■ **DESCRIPTION OF THE TASK**
Pick out each line in the listing below that contains the word "roof", and copy those lines.

— BEGIN —

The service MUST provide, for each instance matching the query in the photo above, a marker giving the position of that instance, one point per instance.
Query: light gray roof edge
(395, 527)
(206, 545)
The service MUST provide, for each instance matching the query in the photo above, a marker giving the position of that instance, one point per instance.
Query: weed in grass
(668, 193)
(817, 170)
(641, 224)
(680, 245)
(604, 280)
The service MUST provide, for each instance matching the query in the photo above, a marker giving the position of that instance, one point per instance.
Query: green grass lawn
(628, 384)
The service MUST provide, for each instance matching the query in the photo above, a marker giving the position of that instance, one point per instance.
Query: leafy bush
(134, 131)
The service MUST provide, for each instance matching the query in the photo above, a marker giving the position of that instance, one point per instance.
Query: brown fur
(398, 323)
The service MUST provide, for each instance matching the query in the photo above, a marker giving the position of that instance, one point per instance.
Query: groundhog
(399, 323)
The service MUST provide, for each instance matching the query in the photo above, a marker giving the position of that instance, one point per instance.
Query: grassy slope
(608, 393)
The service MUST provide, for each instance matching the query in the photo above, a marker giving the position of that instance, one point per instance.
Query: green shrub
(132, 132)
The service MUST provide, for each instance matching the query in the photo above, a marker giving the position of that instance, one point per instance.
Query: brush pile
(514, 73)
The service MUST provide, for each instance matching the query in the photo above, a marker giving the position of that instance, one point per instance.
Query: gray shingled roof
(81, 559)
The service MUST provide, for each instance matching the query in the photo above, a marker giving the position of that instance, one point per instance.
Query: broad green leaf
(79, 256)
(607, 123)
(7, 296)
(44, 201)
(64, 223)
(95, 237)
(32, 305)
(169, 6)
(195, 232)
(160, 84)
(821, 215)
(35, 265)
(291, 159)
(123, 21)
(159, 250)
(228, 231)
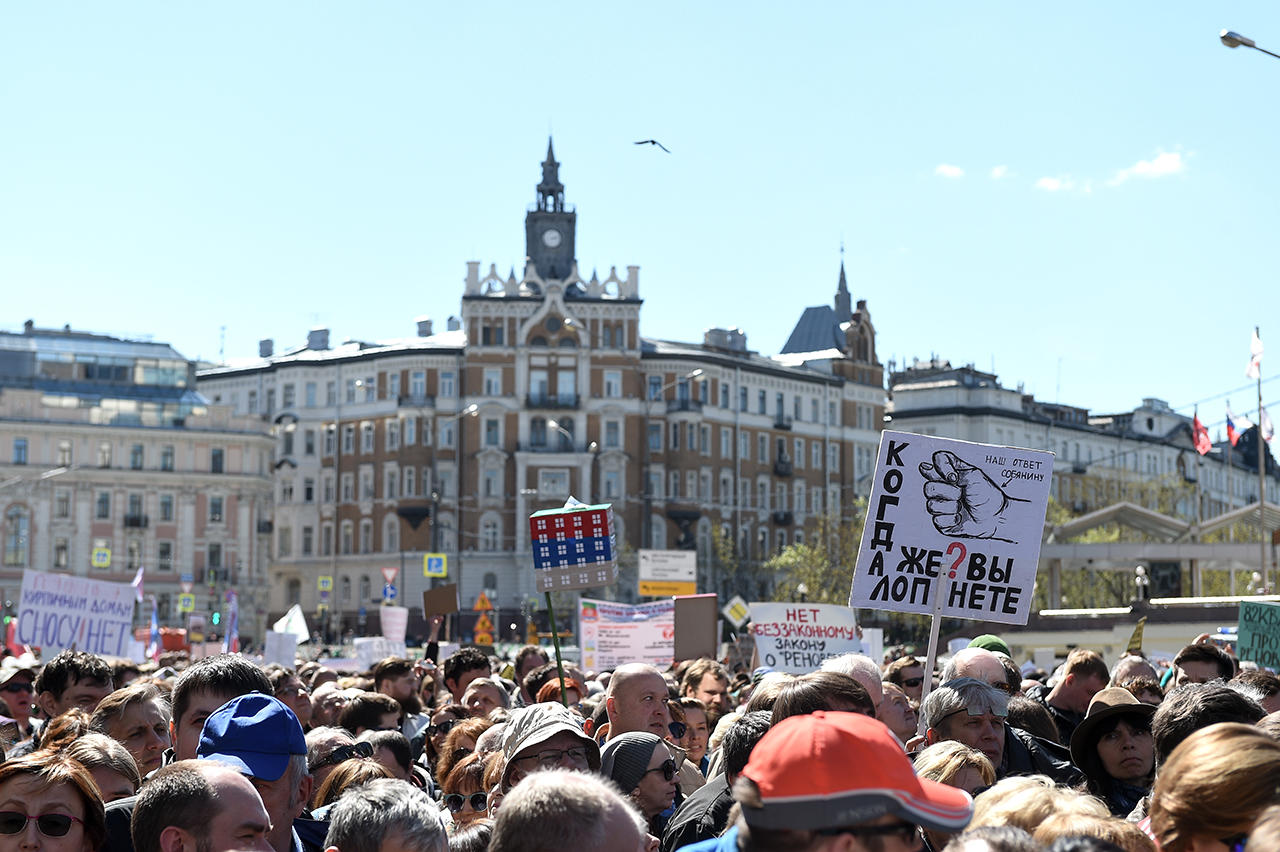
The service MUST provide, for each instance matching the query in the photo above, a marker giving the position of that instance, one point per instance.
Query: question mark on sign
(956, 545)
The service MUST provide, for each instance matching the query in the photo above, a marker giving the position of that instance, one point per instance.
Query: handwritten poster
(617, 633)
(972, 513)
(798, 637)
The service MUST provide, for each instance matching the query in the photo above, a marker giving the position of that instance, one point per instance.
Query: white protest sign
(798, 637)
(371, 649)
(617, 633)
(973, 513)
(280, 647)
(394, 621)
(58, 612)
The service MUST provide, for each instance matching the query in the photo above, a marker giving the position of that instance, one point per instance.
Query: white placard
(371, 649)
(394, 621)
(973, 513)
(798, 637)
(58, 612)
(617, 633)
(280, 647)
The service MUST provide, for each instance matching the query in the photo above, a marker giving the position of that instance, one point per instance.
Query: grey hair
(961, 694)
(387, 807)
(576, 804)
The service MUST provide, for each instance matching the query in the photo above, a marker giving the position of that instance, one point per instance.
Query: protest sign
(798, 637)
(371, 649)
(972, 514)
(617, 633)
(280, 647)
(1260, 633)
(58, 612)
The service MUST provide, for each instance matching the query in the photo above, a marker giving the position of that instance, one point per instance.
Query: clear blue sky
(1080, 197)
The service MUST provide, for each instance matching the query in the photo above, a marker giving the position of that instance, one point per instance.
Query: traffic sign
(435, 564)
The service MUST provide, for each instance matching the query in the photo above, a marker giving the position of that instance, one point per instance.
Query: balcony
(684, 404)
(552, 401)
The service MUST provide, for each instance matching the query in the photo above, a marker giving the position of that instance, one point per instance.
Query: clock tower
(548, 227)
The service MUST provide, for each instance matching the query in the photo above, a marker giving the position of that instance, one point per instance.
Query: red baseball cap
(830, 769)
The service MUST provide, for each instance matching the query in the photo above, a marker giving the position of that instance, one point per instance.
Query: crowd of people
(522, 755)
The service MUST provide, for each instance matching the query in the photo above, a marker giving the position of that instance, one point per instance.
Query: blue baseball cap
(255, 734)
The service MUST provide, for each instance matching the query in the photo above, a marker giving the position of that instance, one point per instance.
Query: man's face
(640, 704)
(984, 732)
(241, 823)
(713, 692)
(186, 731)
(1196, 672)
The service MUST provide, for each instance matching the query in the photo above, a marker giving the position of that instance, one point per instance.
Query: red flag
(1202, 441)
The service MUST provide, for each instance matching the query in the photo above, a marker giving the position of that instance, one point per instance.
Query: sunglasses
(49, 824)
(344, 752)
(667, 769)
(455, 801)
(443, 728)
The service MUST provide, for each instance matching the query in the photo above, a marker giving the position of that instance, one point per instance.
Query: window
(17, 536)
(493, 381)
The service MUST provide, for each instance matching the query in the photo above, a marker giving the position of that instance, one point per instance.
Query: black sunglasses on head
(344, 752)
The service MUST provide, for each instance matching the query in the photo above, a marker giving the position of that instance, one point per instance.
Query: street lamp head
(1235, 40)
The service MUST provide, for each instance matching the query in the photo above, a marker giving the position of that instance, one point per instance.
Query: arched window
(17, 536)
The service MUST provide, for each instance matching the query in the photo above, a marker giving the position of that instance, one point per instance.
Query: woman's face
(112, 783)
(694, 741)
(144, 729)
(656, 792)
(1128, 754)
(28, 795)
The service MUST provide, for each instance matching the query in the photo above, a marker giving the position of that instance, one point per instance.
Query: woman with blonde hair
(1214, 787)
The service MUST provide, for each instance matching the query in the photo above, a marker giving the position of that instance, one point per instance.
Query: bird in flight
(654, 142)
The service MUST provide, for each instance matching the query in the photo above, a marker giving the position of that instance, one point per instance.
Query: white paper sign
(280, 647)
(371, 649)
(798, 637)
(58, 612)
(973, 513)
(617, 633)
(394, 621)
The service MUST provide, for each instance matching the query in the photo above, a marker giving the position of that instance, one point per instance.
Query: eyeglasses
(455, 801)
(667, 769)
(552, 756)
(344, 752)
(904, 832)
(443, 728)
(49, 824)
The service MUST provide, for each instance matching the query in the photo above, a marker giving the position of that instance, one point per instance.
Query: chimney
(318, 339)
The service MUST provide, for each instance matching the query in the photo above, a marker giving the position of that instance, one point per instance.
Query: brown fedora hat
(1112, 701)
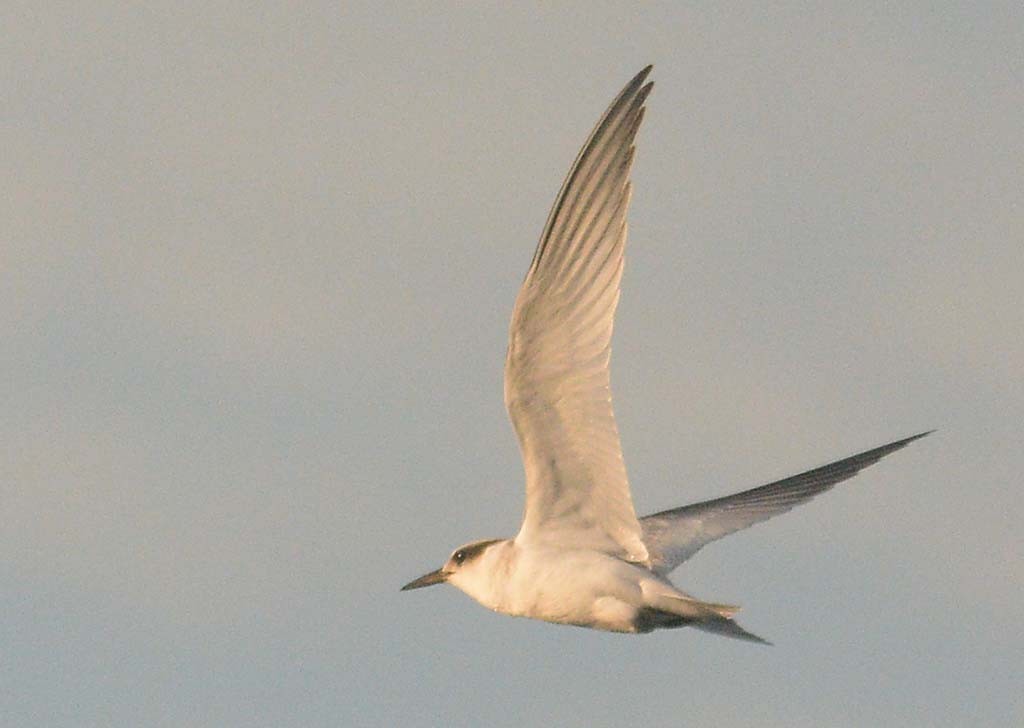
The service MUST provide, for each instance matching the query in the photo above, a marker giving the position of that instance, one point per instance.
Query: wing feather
(557, 386)
(673, 537)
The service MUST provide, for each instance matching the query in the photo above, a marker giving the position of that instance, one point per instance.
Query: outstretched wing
(673, 537)
(557, 387)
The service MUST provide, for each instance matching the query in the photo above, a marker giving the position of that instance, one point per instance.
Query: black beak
(427, 580)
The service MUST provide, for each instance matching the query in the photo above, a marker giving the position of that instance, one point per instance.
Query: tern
(582, 556)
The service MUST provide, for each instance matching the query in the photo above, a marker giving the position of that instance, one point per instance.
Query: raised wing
(557, 387)
(673, 537)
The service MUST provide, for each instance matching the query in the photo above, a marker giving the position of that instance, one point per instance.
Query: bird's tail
(709, 616)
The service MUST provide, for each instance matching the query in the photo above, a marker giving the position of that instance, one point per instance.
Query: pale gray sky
(257, 264)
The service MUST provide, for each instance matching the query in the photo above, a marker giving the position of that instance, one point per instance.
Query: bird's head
(469, 567)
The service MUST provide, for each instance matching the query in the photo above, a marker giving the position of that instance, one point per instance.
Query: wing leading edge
(557, 387)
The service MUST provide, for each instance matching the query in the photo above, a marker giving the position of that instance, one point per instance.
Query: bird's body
(582, 556)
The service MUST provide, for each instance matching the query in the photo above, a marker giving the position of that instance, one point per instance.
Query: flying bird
(582, 556)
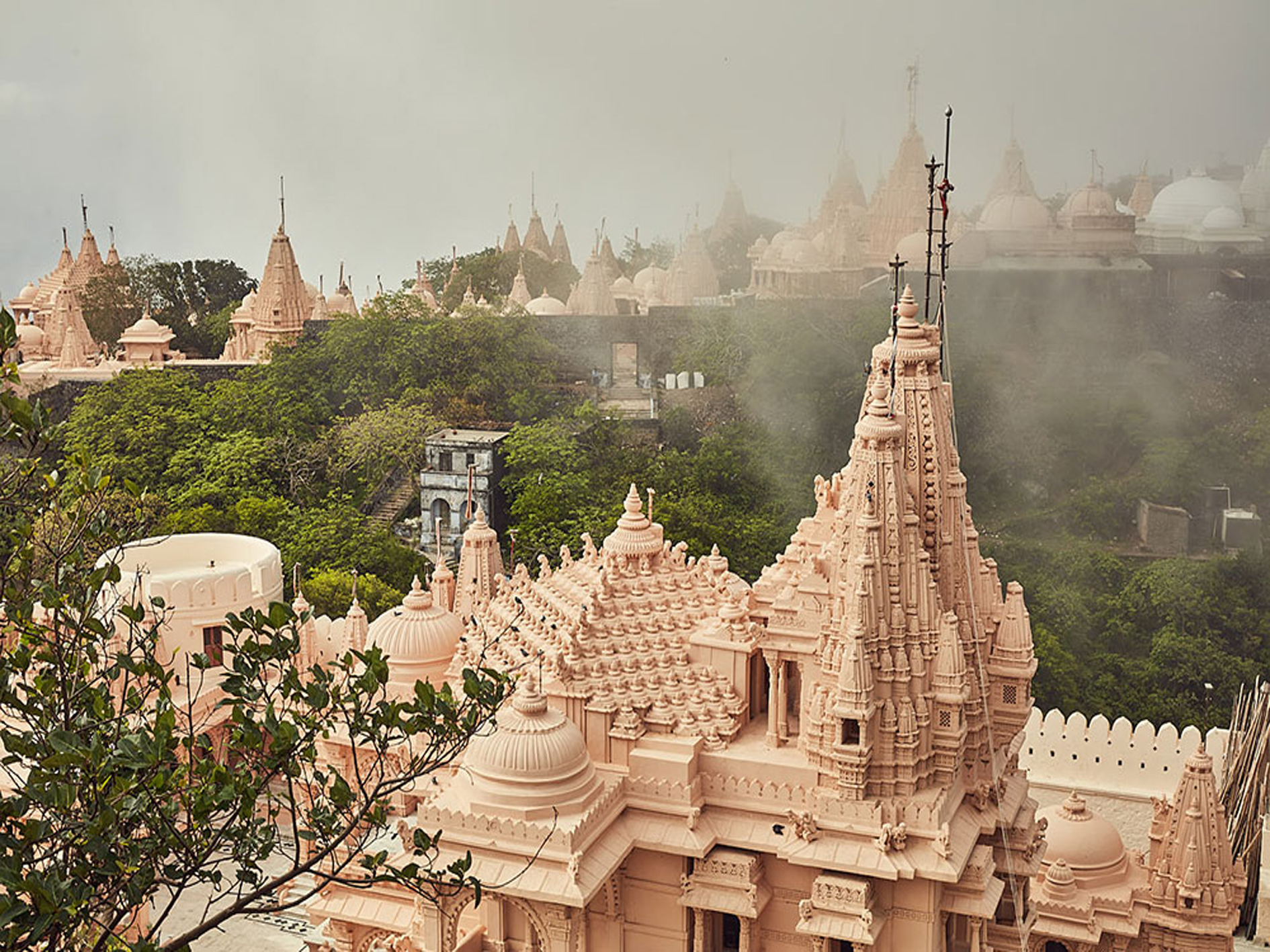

— END —

■ **SOLUTION TO THE EXERCISE**
Query: light gray roof edge
Query: gray shingled roof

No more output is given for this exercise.